* Start *
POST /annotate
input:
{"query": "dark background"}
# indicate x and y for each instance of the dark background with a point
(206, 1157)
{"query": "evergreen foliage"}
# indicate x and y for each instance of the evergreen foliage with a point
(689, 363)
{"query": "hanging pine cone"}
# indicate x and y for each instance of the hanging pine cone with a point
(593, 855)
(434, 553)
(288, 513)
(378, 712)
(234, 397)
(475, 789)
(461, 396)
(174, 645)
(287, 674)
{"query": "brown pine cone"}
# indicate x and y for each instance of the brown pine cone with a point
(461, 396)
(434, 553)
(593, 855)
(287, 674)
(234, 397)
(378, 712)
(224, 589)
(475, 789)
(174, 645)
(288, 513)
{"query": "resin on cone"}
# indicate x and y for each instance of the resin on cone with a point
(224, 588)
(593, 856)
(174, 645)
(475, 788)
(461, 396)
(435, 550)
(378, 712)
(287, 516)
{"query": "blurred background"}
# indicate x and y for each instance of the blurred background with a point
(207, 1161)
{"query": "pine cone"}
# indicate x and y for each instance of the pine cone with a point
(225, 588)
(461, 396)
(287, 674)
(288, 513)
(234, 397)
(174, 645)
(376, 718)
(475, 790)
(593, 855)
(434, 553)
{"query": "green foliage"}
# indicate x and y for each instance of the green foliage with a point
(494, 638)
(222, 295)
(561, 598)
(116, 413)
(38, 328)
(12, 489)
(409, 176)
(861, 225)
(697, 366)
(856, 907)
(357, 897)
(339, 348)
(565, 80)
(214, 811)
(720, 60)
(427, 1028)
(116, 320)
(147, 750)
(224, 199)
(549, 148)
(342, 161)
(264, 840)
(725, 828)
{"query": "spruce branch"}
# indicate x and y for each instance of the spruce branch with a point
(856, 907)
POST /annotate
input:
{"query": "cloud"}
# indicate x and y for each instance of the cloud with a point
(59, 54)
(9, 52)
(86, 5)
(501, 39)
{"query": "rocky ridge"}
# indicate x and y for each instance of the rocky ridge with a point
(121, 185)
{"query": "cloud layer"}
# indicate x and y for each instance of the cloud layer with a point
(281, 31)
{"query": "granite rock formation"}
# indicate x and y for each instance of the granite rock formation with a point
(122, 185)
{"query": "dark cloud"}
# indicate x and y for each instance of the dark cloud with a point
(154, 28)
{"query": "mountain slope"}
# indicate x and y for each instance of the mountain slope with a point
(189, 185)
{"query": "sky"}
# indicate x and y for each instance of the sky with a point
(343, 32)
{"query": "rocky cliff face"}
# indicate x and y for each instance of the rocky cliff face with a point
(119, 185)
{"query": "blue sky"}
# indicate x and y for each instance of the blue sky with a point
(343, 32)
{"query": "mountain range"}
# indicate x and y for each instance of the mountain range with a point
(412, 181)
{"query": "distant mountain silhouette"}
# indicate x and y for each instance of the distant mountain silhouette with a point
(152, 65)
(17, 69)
* End *
* Start *
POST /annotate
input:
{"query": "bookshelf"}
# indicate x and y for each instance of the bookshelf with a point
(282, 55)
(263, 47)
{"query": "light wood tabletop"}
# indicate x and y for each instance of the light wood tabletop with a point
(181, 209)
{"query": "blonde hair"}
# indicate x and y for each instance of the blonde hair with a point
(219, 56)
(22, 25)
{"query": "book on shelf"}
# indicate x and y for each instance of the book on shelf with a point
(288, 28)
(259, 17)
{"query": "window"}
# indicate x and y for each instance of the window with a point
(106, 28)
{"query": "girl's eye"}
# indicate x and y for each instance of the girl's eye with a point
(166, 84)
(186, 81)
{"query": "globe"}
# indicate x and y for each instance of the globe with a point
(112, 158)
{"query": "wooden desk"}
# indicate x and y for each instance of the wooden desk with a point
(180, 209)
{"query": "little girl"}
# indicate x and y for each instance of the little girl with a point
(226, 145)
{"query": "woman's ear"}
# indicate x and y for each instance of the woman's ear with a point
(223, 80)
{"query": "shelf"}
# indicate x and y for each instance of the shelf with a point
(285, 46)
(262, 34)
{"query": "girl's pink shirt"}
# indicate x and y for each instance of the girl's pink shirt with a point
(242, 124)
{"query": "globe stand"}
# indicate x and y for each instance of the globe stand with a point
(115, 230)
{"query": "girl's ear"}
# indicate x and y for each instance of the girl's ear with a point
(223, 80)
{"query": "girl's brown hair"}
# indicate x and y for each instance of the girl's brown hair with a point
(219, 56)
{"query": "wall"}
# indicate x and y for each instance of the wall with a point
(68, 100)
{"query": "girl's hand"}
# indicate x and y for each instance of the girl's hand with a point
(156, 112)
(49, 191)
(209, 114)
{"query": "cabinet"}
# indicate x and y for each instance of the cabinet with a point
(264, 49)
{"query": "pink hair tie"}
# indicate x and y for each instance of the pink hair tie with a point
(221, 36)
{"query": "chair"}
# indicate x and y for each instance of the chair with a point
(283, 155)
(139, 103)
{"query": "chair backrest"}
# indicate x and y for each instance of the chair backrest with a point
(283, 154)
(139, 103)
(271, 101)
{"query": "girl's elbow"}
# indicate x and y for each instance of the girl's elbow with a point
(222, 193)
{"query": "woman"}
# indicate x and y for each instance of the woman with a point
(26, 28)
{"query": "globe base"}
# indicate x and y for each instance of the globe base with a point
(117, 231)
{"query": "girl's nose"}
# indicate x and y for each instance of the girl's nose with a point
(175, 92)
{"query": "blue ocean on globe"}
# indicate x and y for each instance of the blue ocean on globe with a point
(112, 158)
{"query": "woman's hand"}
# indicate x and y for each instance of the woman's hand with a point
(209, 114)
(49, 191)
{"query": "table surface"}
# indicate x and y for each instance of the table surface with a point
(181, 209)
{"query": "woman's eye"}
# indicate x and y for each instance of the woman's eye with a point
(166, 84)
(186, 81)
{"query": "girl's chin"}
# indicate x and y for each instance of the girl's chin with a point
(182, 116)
* End *
Directions for this task:
Find every line in the listing above that contains the word "elbow" and copy each of those lines.

Reply:
{"query": "girl's elbow"}
# indicate x and y for each instance of the girl's elbow with a point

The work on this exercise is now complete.